■ WORK TO COMPLETE
Copy the lines below exactly, starting at the first line and ending at the line that contains "[298,274,358,324]". Leave the pictures out of your copy.

■ PROVIDED RECORDS
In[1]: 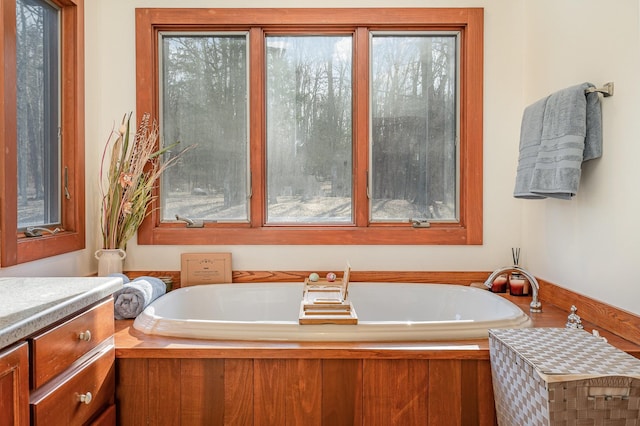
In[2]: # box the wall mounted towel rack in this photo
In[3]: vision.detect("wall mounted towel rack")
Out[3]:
[585,81,613,98]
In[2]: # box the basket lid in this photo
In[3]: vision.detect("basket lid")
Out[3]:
[489,328,640,382]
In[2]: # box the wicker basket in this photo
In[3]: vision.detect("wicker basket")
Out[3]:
[489,328,640,426]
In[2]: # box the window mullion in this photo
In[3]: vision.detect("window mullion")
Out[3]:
[249,27,266,227]
[353,27,369,227]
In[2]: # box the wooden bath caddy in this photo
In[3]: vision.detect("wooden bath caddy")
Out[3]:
[298,269,358,324]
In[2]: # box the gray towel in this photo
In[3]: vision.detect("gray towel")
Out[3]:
[113,277,167,319]
[513,97,548,199]
[514,83,602,200]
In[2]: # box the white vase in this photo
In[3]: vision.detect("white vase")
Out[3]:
[95,249,127,277]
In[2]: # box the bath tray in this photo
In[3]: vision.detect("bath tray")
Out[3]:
[298,300,358,324]
[298,274,358,324]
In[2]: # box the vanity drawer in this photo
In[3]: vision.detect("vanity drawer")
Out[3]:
[31,339,115,426]
[31,298,114,389]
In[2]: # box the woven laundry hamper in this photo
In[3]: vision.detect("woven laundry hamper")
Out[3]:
[489,328,640,426]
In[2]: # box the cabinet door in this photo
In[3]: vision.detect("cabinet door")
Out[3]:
[0,342,29,426]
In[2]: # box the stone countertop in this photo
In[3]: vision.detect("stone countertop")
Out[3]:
[0,277,123,349]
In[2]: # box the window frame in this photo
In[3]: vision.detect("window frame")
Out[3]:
[0,0,86,267]
[136,8,484,245]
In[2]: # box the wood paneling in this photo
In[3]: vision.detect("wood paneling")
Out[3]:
[224,359,254,426]
[0,343,29,426]
[180,359,225,426]
[146,359,180,426]
[117,358,495,426]
[116,358,149,425]
[322,359,363,426]
[363,359,430,426]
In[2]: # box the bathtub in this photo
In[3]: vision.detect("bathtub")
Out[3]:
[133,283,532,342]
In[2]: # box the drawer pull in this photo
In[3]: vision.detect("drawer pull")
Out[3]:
[78,392,93,405]
[78,330,91,342]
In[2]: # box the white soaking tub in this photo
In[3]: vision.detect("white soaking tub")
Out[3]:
[133,282,532,342]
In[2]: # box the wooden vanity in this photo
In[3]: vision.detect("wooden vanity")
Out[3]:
[0,278,122,426]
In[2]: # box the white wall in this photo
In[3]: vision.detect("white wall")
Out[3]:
[0,0,640,312]
[520,0,640,313]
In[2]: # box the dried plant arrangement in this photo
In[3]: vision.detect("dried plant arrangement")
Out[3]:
[99,113,193,250]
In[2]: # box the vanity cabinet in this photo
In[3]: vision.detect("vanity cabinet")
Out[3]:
[28,298,115,426]
[0,342,29,426]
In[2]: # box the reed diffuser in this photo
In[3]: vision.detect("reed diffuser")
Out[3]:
[509,247,529,296]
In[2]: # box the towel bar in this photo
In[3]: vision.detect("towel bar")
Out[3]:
[584,81,613,98]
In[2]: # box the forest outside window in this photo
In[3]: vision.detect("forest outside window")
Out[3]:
[0,0,85,266]
[136,9,482,244]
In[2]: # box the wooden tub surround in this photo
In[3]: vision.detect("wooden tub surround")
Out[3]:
[115,272,640,426]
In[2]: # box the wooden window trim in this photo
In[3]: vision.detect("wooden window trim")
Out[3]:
[136,8,484,245]
[0,0,85,267]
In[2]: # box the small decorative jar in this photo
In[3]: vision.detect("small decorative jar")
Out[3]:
[509,272,529,296]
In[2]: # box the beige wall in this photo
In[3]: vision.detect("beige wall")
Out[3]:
[0,0,640,313]
[522,0,640,313]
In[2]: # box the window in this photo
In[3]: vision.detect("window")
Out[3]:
[0,0,85,266]
[136,9,483,244]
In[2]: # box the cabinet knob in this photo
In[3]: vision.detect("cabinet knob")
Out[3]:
[78,330,91,342]
[78,392,93,404]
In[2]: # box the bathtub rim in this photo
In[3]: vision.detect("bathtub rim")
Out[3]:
[132,282,533,343]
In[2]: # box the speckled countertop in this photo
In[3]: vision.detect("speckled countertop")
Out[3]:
[0,277,122,349]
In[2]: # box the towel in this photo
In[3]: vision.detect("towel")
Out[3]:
[514,83,602,200]
[513,97,548,199]
[113,276,167,319]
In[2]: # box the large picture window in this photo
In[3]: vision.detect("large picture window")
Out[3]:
[136,9,483,244]
[0,0,85,267]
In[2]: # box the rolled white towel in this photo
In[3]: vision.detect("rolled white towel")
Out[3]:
[113,277,167,319]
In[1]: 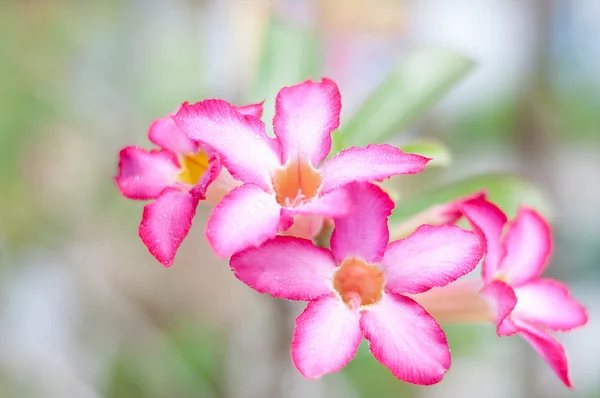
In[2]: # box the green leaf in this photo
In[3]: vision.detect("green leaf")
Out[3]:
[390,173,551,223]
[248,20,322,134]
[343,48,474,146]
[400,139,452,166]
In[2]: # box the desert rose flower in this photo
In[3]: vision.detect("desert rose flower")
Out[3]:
[115,103,262,266]
[173,79,429,256]
[462,199,587,387]
[230,183,484,385]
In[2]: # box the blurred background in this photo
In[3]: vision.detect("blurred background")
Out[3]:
[0,0,600,398]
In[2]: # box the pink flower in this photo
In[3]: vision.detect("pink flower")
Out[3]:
[390,191,486,240]
[115,103,262,266]
[462,199,587,387]
[173,79,429,256]
[230,183,484,384]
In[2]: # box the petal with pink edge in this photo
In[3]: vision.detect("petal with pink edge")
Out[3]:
[172,100,280,189]
[331,183,394,263]
[148,115,198,154]
[360,294,450,385]
[498,208,552,287]
[233,101,264,119]
[285,187,354,217]
[206,184,281,257]
[381,225,485,294]
[115,146,180,200]
[319,144,431,192]
[512,279,587,330]
[517,322,573,387]
[461,199,506,282]
[292,295,362,379]
[229,236,337,301]
[481,280,518,336]
[139,188,198,267]
[273,79,342,166]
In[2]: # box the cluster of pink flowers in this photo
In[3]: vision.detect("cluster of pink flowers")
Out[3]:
[116,79,587,386]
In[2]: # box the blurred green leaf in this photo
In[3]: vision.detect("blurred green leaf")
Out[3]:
[247,19,322,134]
[104,324,227,398]
[343,48,474,146]
[390,173,551,223]
[400,139,452,166]
[342,340,418,398]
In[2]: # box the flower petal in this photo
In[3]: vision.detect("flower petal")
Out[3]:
[273,79,342,166]
[148,115,198,154]
[319,144,431,192]
[206,184,281,257]
[481,280,518,336]
[331,183,394,263]
[381,225,485,294]
[498,208,552,287]
[292,295,362,379]
[229,236,337,301]
[517,323,573,387]
[461,199,506,282]
[285,187,354,217]
[360,294,450,385]
[115,146,180,200]
[390,191,486,240]
[172,100,280,189]
[139,188,198,267]
[233,101,265,119]
[512,279,587,330]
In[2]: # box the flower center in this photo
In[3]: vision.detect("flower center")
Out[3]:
[177,151,208,185]
[273,162,321,207]
[333,257,384,308]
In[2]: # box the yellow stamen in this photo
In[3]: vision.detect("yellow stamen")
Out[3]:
[177,151,208,185]
[273,162,321,207]
[333,257,384,308]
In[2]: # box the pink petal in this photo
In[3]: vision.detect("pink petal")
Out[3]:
[285,187,354,217]
[115,146,180,200]
[229,236,337,301]
[360,294,450,385]
[280,214,325,239]
[381,225,485,294]
[292,295,362,379]
[273,79,342,166]
[498,208,552,287]
[319,144,431,192]
[512,279,587,330]
[139,188,198,267]
[462,199,506,282]
[518,323,573,387]
[148,115,198,154]
[233,101,264,119]
[206,184,281,257]
[173,100,279,189]
[481,280,518,336]
[390,191,486,240]
[331,183,394,263]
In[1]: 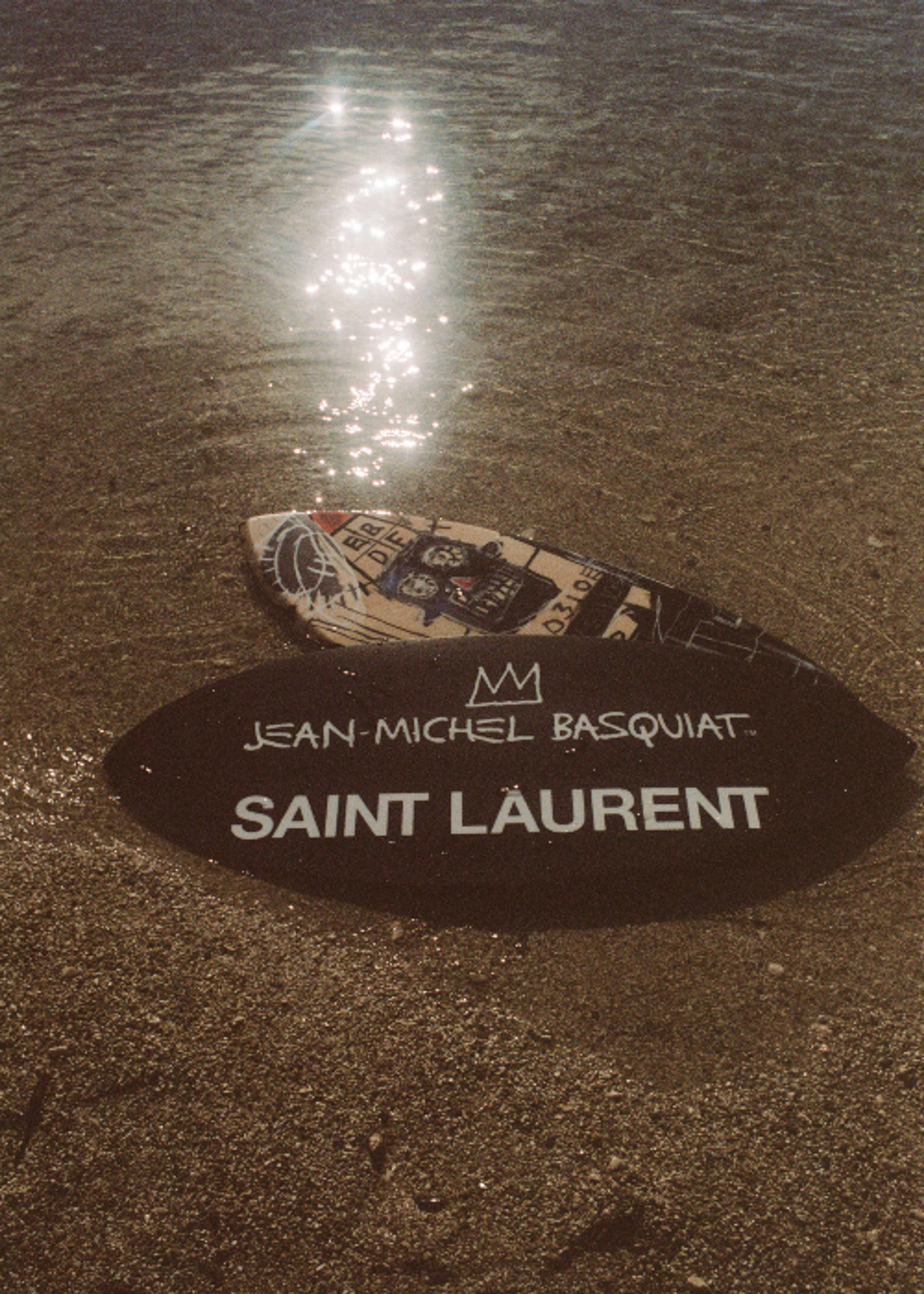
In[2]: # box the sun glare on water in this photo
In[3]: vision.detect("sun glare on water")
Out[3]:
[299,100,448,486]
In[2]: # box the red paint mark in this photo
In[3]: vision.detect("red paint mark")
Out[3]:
[308,512,353,534]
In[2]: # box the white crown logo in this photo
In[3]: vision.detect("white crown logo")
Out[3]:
[466,661,542,708]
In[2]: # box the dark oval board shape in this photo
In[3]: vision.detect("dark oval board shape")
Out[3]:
[106,637,914,885]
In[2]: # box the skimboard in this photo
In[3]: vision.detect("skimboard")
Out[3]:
[242,512,832,683]
[106,635,914,886]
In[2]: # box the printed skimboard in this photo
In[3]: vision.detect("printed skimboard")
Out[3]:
[242,512,831,682]
[106,635,914,885]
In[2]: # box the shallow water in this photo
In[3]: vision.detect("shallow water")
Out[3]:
[0,0,923,735]
[0,10,924,1294]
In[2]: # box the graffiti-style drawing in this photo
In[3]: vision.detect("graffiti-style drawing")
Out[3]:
[242,511,834,685]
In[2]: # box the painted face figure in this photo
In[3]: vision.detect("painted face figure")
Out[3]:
[377,534,557,633]
[419,540,468,572]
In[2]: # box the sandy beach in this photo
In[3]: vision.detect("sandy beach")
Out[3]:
[0,0,924,1294]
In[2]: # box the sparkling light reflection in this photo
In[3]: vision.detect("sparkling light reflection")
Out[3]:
[305,106,448,486]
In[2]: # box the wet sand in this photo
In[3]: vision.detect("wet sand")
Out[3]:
[0,3,924,1294]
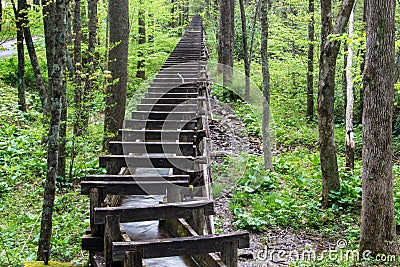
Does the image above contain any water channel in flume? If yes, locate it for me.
[121,171,197,267]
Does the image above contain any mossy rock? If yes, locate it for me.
[23,261,76,267]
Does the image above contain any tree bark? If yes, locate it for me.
[360,0,399,255]
[37,0,67,261]
[260,0,272,170]
[318,0,354,206]
[0,1,3,32]
[136,0,146,80]
[346,8,356,170]
[307,0,315,121]
[81,0,98,130]
[239,0,250,101]
[103,0,129,150]
[11,0,26,112]
[19,0,49,115]
[218,0,234,87]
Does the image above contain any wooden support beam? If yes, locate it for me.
[145,92,199,99]
[125,120,197,130]
[94,200,215,224]
[141,97,202,105]
[113,231,250,261]
[125,120,197,130]
[124,250,143,267]
[81,181,188,196]
[104,216,121,267]
[90,187,103,236]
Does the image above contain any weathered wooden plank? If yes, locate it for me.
[99,154,206,172]
[145,92,199,99]
[125,120,197,130]
[132,111,198,121]
[94,200,215,224]
[113,231,250,261]
[124,250,143,267]
[136,103,198,111]
[119,129,195,142]
[161,218,226,267]
[82,234,104,251]
[81,180,189,195]
[85,174,189,182]
[90,188,103,235]
[104,216,121,267]
[108,142,195,156]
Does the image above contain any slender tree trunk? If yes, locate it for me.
[357,1,366,125]
[19,0,49,115]
[11,0,26,112]
[169,0,176,28]
[239,0,250,101]
[72,0,82,136]
[260,0,272,170]
[360,0,399,255]
[342,42,349,121]
[346,8,356,173]
[318,0,354,206]
[307,0,315,121]
[37,0,67,261]
[0,1,3,32]
[57,89,68,181]
[136,0,146,80]
[249,0,261,63]
[103,0,129,150]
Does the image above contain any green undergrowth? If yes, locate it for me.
[0,83,89,266]
[212,53,400,266]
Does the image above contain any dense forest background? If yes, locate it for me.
[0,0,400,266]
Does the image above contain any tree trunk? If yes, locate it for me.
[0,1,3,32]
[136,0,146,80]
[249,0,261,66]
[346,8,356,173]
[19,0,49,115]
[37,0,67,261]
[307,0,315,121]
[71,0,82,136]
[260,0,272,170]
[81,0,98,130]
[11,0,26,112]
[360,0,399,255]
[169,0,176,28]
[103,0,129,150]
[357,2,366,125]
[239,0,250,101]
[57,92,68,182]
[218,0,234,87]
[318,0,354,206]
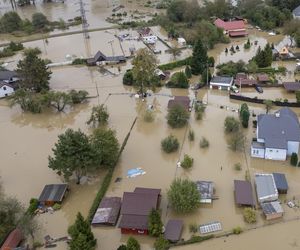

■ RESPONSE TO THIS TASK
In[1]: 
In[2]: # box the wall mounted towel rack in this photo
In[3]: vision.detect("wall mounted towel rack")
Out[3]:
[585,81,613,98]
In[2]: # box the basket lid in this photo
In[3]: vision.detect("basket lid")
Out[3]:
[489,328,640,382]
In[2]: # box the wicker basket in this photo
In[3]: vision.detect("wicker basket")
Out[3]:
[489,328,640,426]
In[2]: # box the window mullion in this photo
In[3]: vision.detect("window mullion")
Out[3]:
[249,27,266,227]
[353,27,369,227]
In[2]: # box the wooden bath caddy in this photo
In[3]: vision.detect("wooden bath caddy")
Out[3]:
[298,269,358,324]
In[2]: # box the gray towel in this photo
In[3]: vision.detect("gray towel")
Out[3]:
[113,277,167,319]
[513,97,548,199]
[514,83,602,200]
In[2]: # box the white vase in this photo
In[3]: vision.detect("white vase")
Out[3]:
[95,249,127,277]
In[2]: # box the bath tray in this photo
In[3]: vision.detect("bath tray")
Out[3]:
[298,300,358,324]
[298,274,358,324]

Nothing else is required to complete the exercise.